> Text section:
▼
Download: Wall Of Glass; Bold; Paper Crown; For What It’s Worth; Universal Gleam

It’s the kind of title that makes you wonder whether Liam Gallagher might be harbouring previously unglimpsed reserves of ironic self-deprecation – not a character trait for which he’s best known, admittedly. Apparently named after his Twitter sign-off, As You Were could serve as the mission statement for Liam’s entire musical enterprise, which remains firmly rooted in Sixties modes. ’Twas ever thus, of course, for both Gallagher brothers, though Liam’s scope here is narrower than Noel’s, rarely acknowledging anything beyond the strictly Beatlesque.
▲
> To do:
(a) In the album review, copy out the passage from "It’s the kind" to "the strictly Beatlesque." word for word.
(b) Which song titles does the album review recommend for download?
(c) Carry the album review forward from its final sentence.

> Data segment:
▼
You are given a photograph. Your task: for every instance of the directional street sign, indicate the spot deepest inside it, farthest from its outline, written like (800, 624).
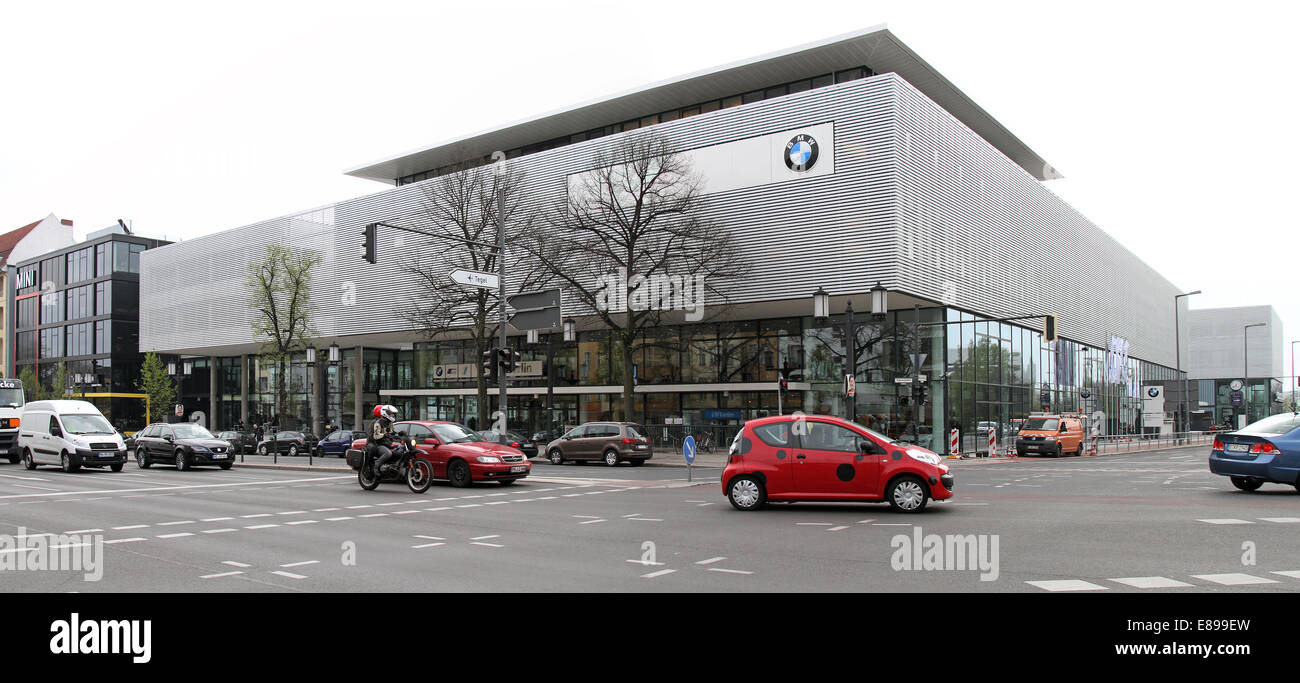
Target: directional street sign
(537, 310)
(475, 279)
▲
> Results in order:
(a)
It’s the kind of title that makes you wonder whether Liam Gallagher might be harbouring previously unglimpsed reserves of ironic self-deprecation – not a character trait for which he’s best known, admittedly. Apparently named after his Twitter sign-off, As You Were could serve as the mission statement for Liam’s entire musical enterprise, which remains firmly rooted in Sixties modes. ’Twas ever thus, of course, for both Gallagher brothers, though Liam’s scope here is narrower than Noel’s, rarely acknowledging anything beyond the strictly Beatlesque.

(b)
Wall Of Glass
Bold
Paper Crown
For What It’s Worth
Universal Gleam

(c)
Which is, admittedly, not a bad limitation to work within, if you have to choose – and so skilled has he become at the requisite Fab sounds and styles that the better tracks here fizz with a genuine pop charm. Opening with the folksy simplicity of acoustic guitar and vocal, “Paper Crown”, for instance, builds poignant pop momentum as Liam sketches his portrait of abandonment, advising “Better if you don’t look down/At the pages of your paper crown”. “Bold” likewise expands from acoustic strummage, with mellotron shading his uncharacteristically thoughtful reflection on old problems and apparent acceptance of irreconcilable differences. Hmmm... so who do you suppose they might be about?

Gallagher’s undoubtedly helped by his canny choice of producers, with Dan Grech-Marguerat’s broad pop and rock experience on the majority of tracks complemented by the Midas touch of Greg Kurstin on the rest. It’s the latter, playing virtually everything but drums, who enables the album to open with the welter of wailing bluesharp and brash, wiry guitar that is “Wall Of Glass”, the brusque arrangement expertly embodying the aggression in Liam’s eager anticipation of karmic retribution: “one day you’ll shatter like a wall of glass”.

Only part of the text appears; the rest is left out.